▶ _GIVEN RECORDS_
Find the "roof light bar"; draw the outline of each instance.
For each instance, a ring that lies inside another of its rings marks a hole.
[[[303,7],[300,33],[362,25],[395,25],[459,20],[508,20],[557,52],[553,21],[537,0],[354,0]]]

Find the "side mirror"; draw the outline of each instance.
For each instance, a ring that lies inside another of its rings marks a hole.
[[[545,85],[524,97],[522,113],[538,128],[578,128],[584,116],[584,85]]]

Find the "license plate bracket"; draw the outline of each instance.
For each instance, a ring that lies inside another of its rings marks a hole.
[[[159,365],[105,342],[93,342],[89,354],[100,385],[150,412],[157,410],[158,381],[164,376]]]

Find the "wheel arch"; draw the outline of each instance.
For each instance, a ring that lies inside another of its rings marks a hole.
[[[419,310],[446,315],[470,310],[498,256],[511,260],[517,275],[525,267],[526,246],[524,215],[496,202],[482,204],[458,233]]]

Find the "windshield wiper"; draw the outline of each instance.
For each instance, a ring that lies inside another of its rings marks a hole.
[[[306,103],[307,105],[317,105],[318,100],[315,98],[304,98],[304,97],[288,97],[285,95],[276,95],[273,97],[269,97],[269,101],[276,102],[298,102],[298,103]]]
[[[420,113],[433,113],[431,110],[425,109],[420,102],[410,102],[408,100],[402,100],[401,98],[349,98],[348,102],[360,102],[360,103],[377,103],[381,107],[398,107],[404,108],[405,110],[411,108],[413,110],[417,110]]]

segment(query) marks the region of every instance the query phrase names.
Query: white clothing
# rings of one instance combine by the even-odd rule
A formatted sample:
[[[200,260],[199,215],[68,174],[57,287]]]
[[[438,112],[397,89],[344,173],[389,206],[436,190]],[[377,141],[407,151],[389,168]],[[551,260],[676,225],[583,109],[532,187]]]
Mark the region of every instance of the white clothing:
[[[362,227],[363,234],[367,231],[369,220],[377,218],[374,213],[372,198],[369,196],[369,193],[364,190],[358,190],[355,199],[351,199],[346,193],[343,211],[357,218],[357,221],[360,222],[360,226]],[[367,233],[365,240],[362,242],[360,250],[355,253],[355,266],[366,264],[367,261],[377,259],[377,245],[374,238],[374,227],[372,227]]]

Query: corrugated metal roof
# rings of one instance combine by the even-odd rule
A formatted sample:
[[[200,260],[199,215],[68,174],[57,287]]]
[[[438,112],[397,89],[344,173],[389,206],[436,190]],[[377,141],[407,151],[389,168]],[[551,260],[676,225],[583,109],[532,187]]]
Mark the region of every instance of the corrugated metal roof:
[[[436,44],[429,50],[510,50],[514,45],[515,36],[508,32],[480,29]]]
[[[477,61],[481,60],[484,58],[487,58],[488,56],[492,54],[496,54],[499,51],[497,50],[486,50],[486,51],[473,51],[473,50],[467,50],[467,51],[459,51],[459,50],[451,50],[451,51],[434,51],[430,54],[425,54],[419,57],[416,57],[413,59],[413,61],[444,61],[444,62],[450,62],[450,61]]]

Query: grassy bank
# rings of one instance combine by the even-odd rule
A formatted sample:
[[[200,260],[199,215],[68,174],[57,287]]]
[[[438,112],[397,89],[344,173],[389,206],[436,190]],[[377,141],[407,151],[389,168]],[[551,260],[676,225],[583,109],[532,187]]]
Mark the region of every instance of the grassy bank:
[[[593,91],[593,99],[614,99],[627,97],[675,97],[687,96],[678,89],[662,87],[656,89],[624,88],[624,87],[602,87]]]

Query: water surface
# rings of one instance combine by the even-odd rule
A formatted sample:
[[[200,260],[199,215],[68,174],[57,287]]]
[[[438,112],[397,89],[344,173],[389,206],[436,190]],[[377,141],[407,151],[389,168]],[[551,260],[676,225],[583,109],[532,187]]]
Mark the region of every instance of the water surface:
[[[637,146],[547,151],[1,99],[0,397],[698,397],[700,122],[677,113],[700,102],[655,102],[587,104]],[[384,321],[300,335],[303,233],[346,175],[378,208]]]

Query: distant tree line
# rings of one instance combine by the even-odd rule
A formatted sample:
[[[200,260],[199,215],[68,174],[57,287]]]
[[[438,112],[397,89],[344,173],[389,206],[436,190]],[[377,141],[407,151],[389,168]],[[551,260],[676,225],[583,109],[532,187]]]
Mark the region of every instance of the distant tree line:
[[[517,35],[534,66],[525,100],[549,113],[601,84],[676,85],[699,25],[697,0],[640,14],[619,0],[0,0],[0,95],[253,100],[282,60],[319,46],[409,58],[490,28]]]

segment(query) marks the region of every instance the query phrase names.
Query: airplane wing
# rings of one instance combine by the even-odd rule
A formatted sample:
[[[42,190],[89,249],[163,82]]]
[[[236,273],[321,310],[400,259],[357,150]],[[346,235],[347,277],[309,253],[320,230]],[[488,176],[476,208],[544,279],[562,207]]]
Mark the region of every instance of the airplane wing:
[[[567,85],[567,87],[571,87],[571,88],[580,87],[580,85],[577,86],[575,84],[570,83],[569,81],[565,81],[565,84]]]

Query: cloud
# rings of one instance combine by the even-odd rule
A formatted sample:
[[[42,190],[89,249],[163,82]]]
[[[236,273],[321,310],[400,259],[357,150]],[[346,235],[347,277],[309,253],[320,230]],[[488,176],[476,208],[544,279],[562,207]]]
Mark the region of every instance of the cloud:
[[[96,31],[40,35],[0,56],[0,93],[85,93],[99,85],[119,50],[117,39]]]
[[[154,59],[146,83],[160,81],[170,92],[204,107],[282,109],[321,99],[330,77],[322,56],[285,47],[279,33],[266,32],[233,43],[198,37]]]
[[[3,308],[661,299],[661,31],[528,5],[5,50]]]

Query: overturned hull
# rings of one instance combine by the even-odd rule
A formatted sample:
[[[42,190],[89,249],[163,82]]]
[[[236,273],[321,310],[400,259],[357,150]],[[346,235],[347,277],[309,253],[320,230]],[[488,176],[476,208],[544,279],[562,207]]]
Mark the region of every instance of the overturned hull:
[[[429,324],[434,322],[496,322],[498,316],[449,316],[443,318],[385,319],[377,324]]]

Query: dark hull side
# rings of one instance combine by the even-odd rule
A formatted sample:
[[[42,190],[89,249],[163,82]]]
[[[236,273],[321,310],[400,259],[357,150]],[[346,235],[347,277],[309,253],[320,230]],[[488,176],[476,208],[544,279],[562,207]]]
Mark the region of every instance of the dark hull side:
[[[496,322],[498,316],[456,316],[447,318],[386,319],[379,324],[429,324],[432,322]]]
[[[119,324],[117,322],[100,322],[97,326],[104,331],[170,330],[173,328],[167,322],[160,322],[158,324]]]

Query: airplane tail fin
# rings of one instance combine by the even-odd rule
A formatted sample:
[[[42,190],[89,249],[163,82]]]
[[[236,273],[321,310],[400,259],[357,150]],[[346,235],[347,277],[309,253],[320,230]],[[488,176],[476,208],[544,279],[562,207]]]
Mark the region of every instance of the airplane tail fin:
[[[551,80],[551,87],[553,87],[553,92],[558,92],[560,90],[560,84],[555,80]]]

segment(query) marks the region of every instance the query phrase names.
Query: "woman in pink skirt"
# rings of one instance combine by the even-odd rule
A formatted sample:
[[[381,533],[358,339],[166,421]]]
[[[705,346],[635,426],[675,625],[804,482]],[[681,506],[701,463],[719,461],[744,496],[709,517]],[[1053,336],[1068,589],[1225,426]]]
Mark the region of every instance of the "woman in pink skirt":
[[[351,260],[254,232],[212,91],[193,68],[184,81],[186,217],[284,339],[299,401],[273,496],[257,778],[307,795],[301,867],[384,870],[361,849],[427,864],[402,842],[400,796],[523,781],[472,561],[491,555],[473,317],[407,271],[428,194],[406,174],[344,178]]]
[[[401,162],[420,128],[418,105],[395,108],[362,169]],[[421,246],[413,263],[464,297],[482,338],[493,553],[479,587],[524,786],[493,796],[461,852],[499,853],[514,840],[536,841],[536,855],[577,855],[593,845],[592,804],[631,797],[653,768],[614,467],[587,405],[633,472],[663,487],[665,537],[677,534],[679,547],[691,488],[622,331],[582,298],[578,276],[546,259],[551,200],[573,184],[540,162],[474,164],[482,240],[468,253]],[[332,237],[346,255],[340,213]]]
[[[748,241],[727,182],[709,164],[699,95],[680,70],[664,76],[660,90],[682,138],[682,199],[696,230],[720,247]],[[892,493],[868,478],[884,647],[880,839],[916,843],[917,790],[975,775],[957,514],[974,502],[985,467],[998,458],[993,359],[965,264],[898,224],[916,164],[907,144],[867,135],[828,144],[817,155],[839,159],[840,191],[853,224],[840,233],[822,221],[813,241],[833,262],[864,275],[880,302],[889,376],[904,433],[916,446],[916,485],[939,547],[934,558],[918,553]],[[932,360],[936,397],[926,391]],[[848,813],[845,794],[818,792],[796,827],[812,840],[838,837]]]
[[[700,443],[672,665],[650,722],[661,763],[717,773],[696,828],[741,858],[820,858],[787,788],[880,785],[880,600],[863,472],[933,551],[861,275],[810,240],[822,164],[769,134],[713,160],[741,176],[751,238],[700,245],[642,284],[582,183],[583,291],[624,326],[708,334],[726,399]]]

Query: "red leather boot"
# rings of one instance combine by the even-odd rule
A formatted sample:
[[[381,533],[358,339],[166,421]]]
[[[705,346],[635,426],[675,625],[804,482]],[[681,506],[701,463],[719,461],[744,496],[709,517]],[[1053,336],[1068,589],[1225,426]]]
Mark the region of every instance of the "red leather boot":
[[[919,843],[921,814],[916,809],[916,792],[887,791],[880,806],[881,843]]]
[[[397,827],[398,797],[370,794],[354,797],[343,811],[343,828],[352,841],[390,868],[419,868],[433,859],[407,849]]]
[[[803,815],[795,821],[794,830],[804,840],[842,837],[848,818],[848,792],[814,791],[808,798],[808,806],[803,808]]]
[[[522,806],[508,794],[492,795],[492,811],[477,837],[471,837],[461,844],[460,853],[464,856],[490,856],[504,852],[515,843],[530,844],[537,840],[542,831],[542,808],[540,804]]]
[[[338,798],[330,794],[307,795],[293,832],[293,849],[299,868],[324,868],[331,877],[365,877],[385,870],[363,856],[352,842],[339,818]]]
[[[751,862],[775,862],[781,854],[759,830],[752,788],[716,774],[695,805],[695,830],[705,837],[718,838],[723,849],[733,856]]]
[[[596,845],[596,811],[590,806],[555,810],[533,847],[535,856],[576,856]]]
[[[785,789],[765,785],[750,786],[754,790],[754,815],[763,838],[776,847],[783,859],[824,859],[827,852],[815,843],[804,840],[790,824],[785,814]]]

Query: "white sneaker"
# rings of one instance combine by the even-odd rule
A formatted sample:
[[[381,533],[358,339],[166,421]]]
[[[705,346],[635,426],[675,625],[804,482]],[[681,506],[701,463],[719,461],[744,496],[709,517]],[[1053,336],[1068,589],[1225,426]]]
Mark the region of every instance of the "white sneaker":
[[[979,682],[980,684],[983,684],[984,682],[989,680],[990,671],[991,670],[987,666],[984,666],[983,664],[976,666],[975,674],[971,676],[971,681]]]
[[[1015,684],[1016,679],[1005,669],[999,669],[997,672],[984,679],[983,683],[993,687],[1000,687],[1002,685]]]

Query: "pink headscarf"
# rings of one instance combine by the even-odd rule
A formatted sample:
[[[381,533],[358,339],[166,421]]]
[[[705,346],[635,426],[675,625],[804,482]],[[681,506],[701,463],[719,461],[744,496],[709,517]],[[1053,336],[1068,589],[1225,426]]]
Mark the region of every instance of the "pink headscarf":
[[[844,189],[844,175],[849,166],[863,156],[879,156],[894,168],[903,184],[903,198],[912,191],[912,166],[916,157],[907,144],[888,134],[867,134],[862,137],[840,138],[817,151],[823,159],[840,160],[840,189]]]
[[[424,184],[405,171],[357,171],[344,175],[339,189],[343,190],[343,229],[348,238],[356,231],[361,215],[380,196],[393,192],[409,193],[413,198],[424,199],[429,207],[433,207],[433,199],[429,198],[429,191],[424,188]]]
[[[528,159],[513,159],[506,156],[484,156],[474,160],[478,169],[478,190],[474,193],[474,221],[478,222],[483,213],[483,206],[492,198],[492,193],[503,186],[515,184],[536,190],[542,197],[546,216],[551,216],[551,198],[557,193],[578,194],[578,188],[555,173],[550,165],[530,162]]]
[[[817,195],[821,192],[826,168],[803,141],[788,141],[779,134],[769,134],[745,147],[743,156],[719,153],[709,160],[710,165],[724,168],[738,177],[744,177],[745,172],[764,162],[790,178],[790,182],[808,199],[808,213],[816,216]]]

▶ _INSTRUCTIONS TO FOLLOW_
Report every line containing the string "draw" in the material.

▶ _RESULT FOR THIS TASK_
Find the "roof light bar"; draw the outline of each instance.
Find the "side mirror"; draw the outline of each instance.
Find the "license plate bracket"; draw the outline of each instance.
Find the "wheel arch"; draw the outline of each instance.
Find the "windshield wiper"; draw the outline of each instance.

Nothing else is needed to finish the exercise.